Gordon was managing the Indians and Dykes the Tigers when they were traded for one another. Dykes was 63 when the trade was made and had never finished higher than third place while managing the White Sox, Athletics, Orioles, Reds, and Tigers. At the time of the trade, the Tigers record was 44-52 and they were in sixth place in the American League. Gordon’s Indians were 49-46 and in fourth place.

Interestingly, Dykes was the second Philadelphia Athletics manager in their history after Connie Mack was running things from 1901-1950.

Gordon has been popping up as a background performer in other dramas recently. As the debate regarding the American League MVP between Miguel Cabrera and Mike Trout reached a critical mass in the waning days of the regular season, Cabrera’s Triple Crown was a point of contention as it was stacked up against Trout’s higher WAR, superior defense, and perceived overall larger contribution. The Hall of Famer Gordon won the MVP in 1942 while playing for the Yankees over Ted Williams even though Williams won the Triple Crown. You can read about that and other MVP/Triple Crown controversies here.

################

Exercise task
Copy the passage above about the trade of managers Gordon and Dykes in full, word for word.

Dataset extract
################

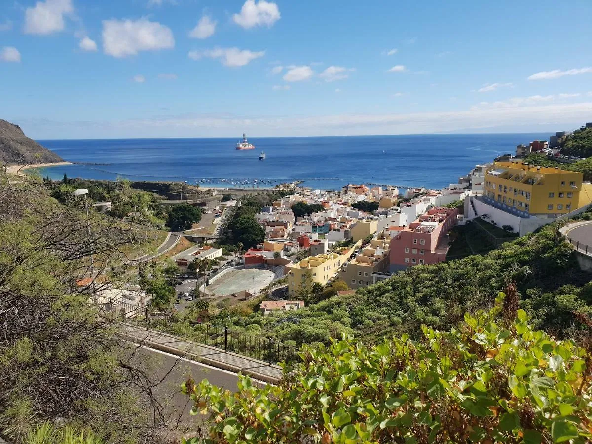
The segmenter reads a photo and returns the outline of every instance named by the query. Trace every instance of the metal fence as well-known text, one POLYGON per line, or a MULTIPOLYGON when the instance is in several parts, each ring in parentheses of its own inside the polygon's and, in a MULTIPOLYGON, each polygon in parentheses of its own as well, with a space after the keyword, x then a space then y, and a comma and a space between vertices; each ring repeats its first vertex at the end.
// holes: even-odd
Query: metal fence
MULTIPOLYGON (((169 320, 152 319, 145 321, 147 326, 170 334, 178 336, 175 323, 169 320)), ((296 369, 302 364, 300 349, 273 339, 231 330, 227 327, 211 324, 191 322, 191 330, 184 330, 185 339, 198 343, 253 358, 269 365, 285 362, 296 369)))
POLYGON ((583 242, 580 242, 577 240, 574 240, 571 237, 565 238, 568 242, 571 243, 572 245, 575 247, 575 249, 579 251, 580 253, 583 253, 585 255, 589 256, 592 256, 592 245, 587 245, 583 242))

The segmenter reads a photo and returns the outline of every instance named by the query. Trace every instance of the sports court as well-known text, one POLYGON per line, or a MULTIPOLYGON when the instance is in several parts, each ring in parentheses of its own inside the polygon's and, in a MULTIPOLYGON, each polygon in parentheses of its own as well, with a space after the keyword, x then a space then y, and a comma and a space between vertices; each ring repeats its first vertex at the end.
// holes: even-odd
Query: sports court
POLYGON ((256 292, 266 286, 275 277, 272 270, 252 268, 246 270, 233 270, 217 279, 205 291, 210 294, 225 295, 246 290, 253 292, 253 284, 256 292))

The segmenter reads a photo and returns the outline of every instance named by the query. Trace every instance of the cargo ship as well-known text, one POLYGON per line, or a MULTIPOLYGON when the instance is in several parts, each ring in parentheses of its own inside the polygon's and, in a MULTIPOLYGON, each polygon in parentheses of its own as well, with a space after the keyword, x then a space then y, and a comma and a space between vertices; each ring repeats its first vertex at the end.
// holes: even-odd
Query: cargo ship
POLYGON ((236 149, 237 150, 254 150, 255 149, 255 146, 252 143, 249 143, 247 141, 247 136, 243 133, 243 140, 237 142, 236 144, 236 149))

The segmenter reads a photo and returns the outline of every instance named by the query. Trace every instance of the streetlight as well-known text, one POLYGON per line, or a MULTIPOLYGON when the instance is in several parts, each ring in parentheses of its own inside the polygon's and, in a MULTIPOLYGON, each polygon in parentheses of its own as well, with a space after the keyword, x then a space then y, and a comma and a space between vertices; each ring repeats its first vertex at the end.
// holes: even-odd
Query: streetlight
POLYGON ((575 185, 570 185, 571 187, 571 197, 570 198, 570 211, 567 213, 567 221, 570 221, 570 218, 571 217, 571 212, 573 211, 573 207, 571 205, 572 201, 574 200, 574 190, 577 189, 578 187, 575 185))
POLYGON ((79 188, 73 194, 75 196, 84 196, 84 207, 86 210, 86 229, 88 232, 89 246, 91 248, 91 286, 92 288, 92 301, 96 304, 96 294, 95 292, 95 259, 92 256, 92 242, 91 239, 91 222, 88 215, 88 201, 86 200, 86 195, 88 194, 88 190, 85 188, 79 188))

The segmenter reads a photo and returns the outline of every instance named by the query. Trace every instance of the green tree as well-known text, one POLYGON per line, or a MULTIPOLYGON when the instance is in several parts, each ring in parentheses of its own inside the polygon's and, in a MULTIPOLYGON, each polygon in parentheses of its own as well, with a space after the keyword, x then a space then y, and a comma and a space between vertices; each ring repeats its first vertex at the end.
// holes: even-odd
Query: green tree
POLYGON ((588 442, 592 350, 535 330, 515 303, 500 297, 449 332, 423 326, 419 340, 305 347, 278 385, 190 379, 210 430, 187 442, 588 442))
POLYGON ((201 220, 201 211, 191 205, 177 205, 169 211, 166 224, 173 231, 189 230, 194 223, 201 220))
POLYGON ((378 202, 368 202, 368 201, 360 201, 352 204, 352 207, 359 210, 361 211, 372 213, 378 209, 378 202))

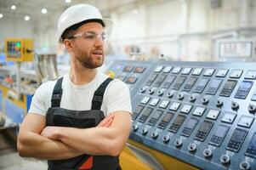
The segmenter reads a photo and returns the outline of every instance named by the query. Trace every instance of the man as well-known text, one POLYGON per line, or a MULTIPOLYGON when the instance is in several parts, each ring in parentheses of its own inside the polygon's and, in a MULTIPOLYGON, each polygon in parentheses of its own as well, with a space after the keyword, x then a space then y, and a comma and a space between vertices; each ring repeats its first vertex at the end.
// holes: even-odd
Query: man
POLYGON ((88 4, 61 14, 58 39, 71 68, 36 91, 20 128, 20 156, 47 159, 50 170, 121 169, 118 156, 131 126, 129 91, 96 70, 104 60, 104 29, 111 24, 88 4))

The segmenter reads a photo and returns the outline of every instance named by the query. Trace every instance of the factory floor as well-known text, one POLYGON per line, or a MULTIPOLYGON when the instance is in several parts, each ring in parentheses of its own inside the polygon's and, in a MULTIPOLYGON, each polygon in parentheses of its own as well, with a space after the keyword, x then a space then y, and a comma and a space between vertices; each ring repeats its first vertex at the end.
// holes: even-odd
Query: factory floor
POLYGON ((6 133, 0 131, 0 170, 47 170, 45 161, 20 157, 16 144, 6 133))

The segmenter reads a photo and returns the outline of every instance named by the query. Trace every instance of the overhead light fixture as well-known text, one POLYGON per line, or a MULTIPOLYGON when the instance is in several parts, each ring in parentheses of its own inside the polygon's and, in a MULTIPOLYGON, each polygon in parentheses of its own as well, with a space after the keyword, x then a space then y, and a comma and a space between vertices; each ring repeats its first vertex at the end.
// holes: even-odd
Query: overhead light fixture
POLYGON ((46 8, 42 8, 41 13, 45 14, 47 13, 47 9, 46 8))
POLYGON ((15 5, 12 5, 11 6, 11 9, 15 10, 16 9, 16 6, 15 5))
POLYGON ((27 21, 27 20, 31 20, 31 17, 29 17, 28 15, 26 15, 26 16, 24 17, 24 20, 26 20, 26 21, 27 21))

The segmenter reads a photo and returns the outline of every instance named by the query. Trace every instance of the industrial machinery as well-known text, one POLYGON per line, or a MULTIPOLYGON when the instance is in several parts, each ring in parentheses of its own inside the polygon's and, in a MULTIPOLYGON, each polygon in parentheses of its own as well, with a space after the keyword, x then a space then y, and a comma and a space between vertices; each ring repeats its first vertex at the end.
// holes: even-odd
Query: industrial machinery
POLYGON ((119 60, 108 71, 130 88, 128 143, 162 165, 151 169, 256 169, 256 64, 119 60))

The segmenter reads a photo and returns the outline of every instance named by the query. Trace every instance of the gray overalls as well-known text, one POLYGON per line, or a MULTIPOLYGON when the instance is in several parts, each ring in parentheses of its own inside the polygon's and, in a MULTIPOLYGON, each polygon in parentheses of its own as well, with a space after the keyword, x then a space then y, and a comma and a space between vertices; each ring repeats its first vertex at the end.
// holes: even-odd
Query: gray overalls
MULTIPOLYGON (((96 127, 104 118, 100 110, 105 90, 111 78, 107 78, 94 92, 89 110, 71 110, 60 108, 62 80, 60 78, 54 88, 52 105, 46 114, 46 126, 88 128, 96 127)), ((100 139, 98 139, 100 140, 100 139)), ((74 141, 76 142, 76 141, 74 141)), ((49 170, 119 170, 119 156, 82 155, 77 157, 48 162, 49 170)))

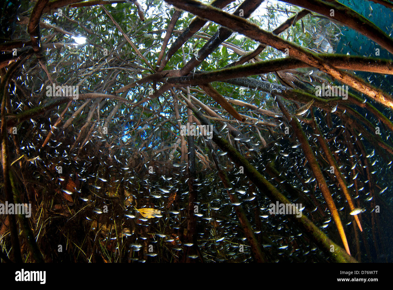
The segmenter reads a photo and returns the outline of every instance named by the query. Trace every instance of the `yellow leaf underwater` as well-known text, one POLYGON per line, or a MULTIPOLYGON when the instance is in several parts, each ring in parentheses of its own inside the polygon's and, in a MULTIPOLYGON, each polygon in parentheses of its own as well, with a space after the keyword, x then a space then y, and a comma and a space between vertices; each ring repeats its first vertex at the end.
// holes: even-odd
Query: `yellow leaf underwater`
POLYGON ((146 218, 152 218, 156 217, 154 215, 159 215, 161 213, 161 211, 159 211, 158 209, 154 209, 154 208, 141 208, 138 209, 135 207, 134 207, 135 209, 139 212, 139 213, 141 214, 141 215, 146 218))

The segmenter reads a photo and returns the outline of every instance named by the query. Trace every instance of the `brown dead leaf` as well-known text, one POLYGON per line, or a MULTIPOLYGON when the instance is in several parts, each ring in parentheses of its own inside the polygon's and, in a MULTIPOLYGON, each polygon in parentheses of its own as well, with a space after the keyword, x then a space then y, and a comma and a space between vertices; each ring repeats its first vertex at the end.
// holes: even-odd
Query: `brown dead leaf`
POLYGON ((70 202, 73 202, 73 200, 72 199, 72 198, 71 197, 71 196, 70 195, 67 194, 65 193, 63 193, 63 196, 70 202))

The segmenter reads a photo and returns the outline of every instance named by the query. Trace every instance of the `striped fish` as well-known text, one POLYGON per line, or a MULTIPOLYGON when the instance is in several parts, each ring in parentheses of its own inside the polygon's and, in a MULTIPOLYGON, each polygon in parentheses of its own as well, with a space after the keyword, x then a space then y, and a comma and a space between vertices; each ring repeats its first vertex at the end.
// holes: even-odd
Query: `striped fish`
POLYGON ((306 105, 302 106, 301 107, 298 109, 298 110, 295 111, 295 114, 297 115, 298 116, 303 115, 309 110, 309 109, 310 107, 311 106, 311 105, 312 105, 312 103, 314 102, 314 99, 313 99, 310 101, 306 104, 306 105))
POLYGON ((351 215, 355 215, 360 213, 364 213, 365 211, 365 207, 363 207, 363 208, 361 207, 356 207, 351 210, 351 212, 349 213, 349 214, 351 215))

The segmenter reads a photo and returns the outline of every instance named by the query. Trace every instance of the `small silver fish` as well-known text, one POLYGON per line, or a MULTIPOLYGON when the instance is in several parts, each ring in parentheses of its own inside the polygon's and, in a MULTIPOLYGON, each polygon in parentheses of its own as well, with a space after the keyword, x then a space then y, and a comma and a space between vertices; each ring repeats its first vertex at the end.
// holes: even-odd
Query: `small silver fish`
POLYGON ((353 210, 351 211, 349 213, 349 214, 351 215, 355 215, 360 213, 364 213, 366 211, 366 208, 363 207, 362 208, 361 207, 356 207, 355 209, 354 209, 353 210))
POLYGON ((303 115, 309 110, 309 109, 310 107, 311 106, 311 105, 312 105, 314 102, 314 99, 313 99, 310 101, 306 104, 306 105, 302 106, 301 107, 298 109, 298 110, 295 111, 295 114, 297 115, 298 116, 303 115))

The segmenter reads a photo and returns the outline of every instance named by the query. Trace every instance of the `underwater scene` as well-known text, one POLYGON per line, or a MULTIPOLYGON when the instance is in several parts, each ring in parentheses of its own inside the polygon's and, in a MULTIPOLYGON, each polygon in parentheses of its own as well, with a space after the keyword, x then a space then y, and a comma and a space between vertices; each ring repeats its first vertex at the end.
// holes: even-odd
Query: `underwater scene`
POLYGON ((393 2, 1 6, 2 263, 393 262, 393 2))

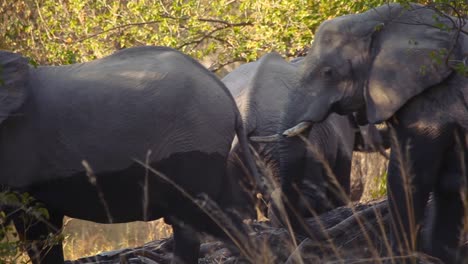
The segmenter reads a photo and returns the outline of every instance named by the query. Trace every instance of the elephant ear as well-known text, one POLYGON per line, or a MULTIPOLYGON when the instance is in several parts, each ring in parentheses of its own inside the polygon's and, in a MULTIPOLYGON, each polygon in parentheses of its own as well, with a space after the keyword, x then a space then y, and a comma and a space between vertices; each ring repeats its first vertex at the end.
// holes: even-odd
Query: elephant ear
POLYGON ((0 123, 23 104, 28 71, 26 58, 0 51, 0 123))
POLYGON ((447 18, 419 5, 384 5, 361 16, 379 26, 364 94, 368 121, 379 123, 452 72, 445 59, 454 46, 454 32, 439 28, 450 26, 447 18))

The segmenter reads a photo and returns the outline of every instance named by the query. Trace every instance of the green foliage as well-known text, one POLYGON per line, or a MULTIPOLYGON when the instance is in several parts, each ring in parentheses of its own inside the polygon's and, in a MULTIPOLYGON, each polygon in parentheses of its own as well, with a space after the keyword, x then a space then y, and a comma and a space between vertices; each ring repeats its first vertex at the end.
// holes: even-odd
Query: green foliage
MULTIPOLYGON (((18 234, 9 221, 10 215, 1 211, 4 207, 10 207, 8 213, 19 213, 24 221, 25 228, 33 225, 36 221, 47 221, 49 212, 28 193, 17 193, 11 191, 0 192, 0 264, 4 263, 27 263, 25 260, 25 242, 20 241, 18 234)), ((46 245, 52 245, 61 240, 61 236, 50 234, 46 245)))
POLYGON ((68 64, 137 45, 163 45, 217 69, 277 51, 294 57, 325 19, 385 1, 18 0, 0 4, 0 48, 68 64))
POLYGON ((382 173, 380 177, 372 179, 374 188, 370 192, 372 199, 382 198, 387 195, 387 172, 382 173))

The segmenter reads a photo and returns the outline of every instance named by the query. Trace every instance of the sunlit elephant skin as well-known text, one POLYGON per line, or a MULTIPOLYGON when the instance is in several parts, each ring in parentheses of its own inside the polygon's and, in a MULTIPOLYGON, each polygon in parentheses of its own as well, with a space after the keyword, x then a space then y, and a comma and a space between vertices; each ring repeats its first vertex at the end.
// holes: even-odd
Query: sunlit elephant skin
MULTIPOLYGON (((12 215, 22 239, 56 232, 65 215, 100 223, 164 217, 174 229, 173 263, 198 263, 193 230, 226 236, 193 198, 253 213, 243 179, 226 175, 236 134, 244 164, 254 168, 239 111, 223 83, 190 57, 137 47, 32 67, 0 51, 0 65, 0 185, 31 194, 50 215, 33 225, 12 215)), ((28 251, 33 263, 63 263, 60 243, 28 251)))
MULTIPOLYGON (((255 141, 277 133, 282 127, 282 114, 289 93, 299 80, 300 65, 301 59, 289 63, 279 54, 269 53, 258 61, 241 65, 222 79, 235 97, 247 134, 252 138, 251 144, 262 160, 261 166, 266 167, 266 173, 277 182, 280 178, 278 142, 255 141)), ((356 130, 359 131, 349 117, 332 115, 301 133, 309 145, 298 137, 290 139, 291 144, 296 145, 293 153, 285 158, 287 162, 294 162, 297 169, 294 173, 298 175, 297 185, 304 199, 298 200, 296 205, 302 216, 310 216, 311 211, 320 214, 345 203, 345 199, 340 197, 349 194, 356 130), (308 148, 312 148, 320 157, 308 151, 308 148), (329 166, 329 172, 336 177, 339 186, 332 187, 332 180, 328 177, 330 173, 327 173, 325 166, 329 166)), ((366 135, 362 145, 367 140, 366 135)), ((233 155, 237 152, 234 146, 233 155)), ((236 170, 236 166, 232 166, 231 172, 242 173, 236 170)), ((265 197, 271 191, 265 191, 265 197)))
POLYGON ((454 69, 467 65, 468 36, 453 21, 460 22, 423 6, 388 4, 324 22, 285 115, 296 113, 296 123, 331 112, 387 121, 395 136, 388 168, 394 249, 423 250, 446 263, 457 261, 468 165, 468 79, 454 69), (418 242, 430 193, 429 239, 418 242))

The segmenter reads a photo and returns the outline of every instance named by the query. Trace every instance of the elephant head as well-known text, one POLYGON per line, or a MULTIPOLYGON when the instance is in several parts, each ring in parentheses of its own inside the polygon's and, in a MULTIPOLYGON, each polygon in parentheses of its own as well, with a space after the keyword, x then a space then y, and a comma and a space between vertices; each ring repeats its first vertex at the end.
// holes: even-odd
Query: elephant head
POLYGON ((26 58, 20 54, 0 51, 0 123, 25 101, 28 71, 26 58))
POLYGON ((452 73, 444 62, 460 51, 456 32, 446 29, 449 23, 429 8, 398 4, 324 22, 305 58, 289 114, 298 122, 318 122, 330 112, 357 112, 369 123, 389 119, 452 73))

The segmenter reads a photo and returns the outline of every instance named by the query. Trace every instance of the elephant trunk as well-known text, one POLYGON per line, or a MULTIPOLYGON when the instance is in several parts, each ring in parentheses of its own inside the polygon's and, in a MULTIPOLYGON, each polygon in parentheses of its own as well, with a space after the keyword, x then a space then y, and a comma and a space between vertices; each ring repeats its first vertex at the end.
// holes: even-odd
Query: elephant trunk
MULTIPOLYGON (((309 126, 310 127, 310 126, 309 126)), ((284 129, 283 129, 284 130, 284 129)), ((273 213, 283 225, 291 225, 295 232, 306 234, 300 217, 299 188, 303 180, 303 171, 306 166, 306 145, 301 137, 308 133, 308 129, 302 130, 302 134, 294 137, 283 136, 279 141, 279 174, 281 179, 281 199, 276 199, 273 213), (281 205, 278 205, 281 202, 281 205)))

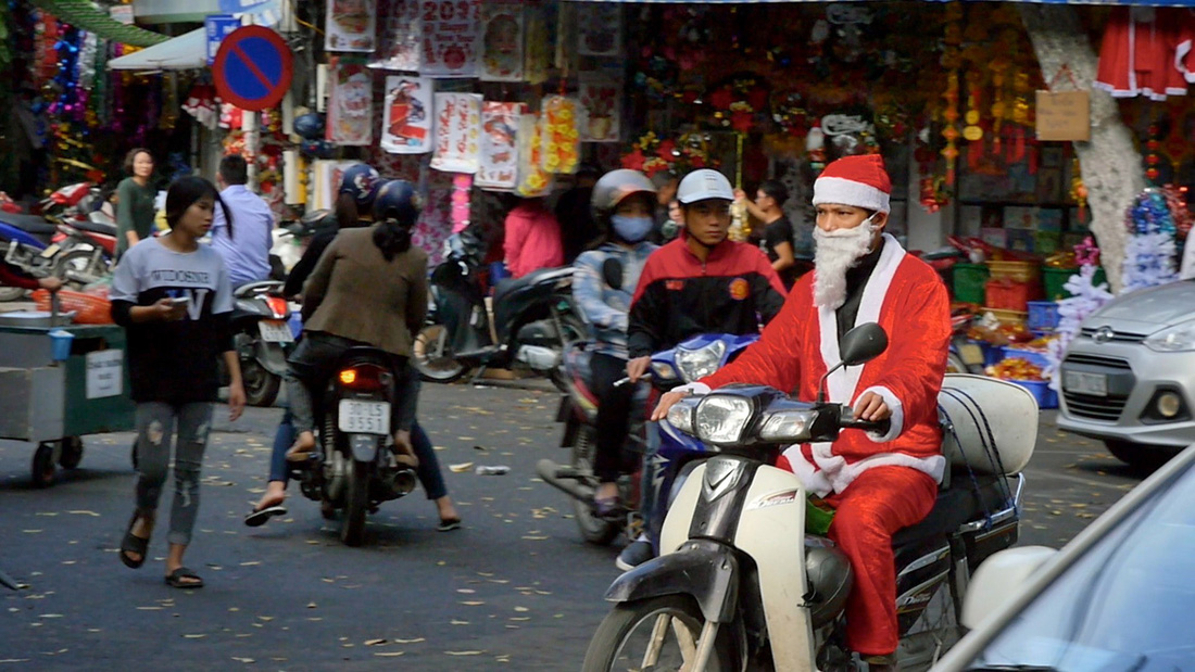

################

The solution
Gordon was managing the Indians and Dykes the Tigers when they were traded for one another. Dykes was 63 when the trade was made and had never finished higher than third place while managing the White Sox, Athletics, Orioles, Reds, and Tigers. At the time of the trade, the Tigers record was 44-52 and they were in sixth place in the American League. Gordon’s Indians were 49-46 and in fourth place.

Interestingly, Dykes was the second Philadelphia Athletics manager in their history after Connie Mack was running things from 1901-1950.

Gordon has been popping up as a background performer in other dramas recently. As the debate regarding the American League MVP between Miguel Cabrera and Mike Trout reached a critical mass in the waning days of the regular season, Cabrera’s Triple Crown was a point of contention as it was stacked up against Trout’s higher WAR, superior defense, and perceived overall larger contribution. The Hall of Famer Gordon won the MVP in 1942 while playing for the Yankees over Ted Williams even though Williams won the Triple Crown. You can read about that and other MVP/Triple Crown controversies here.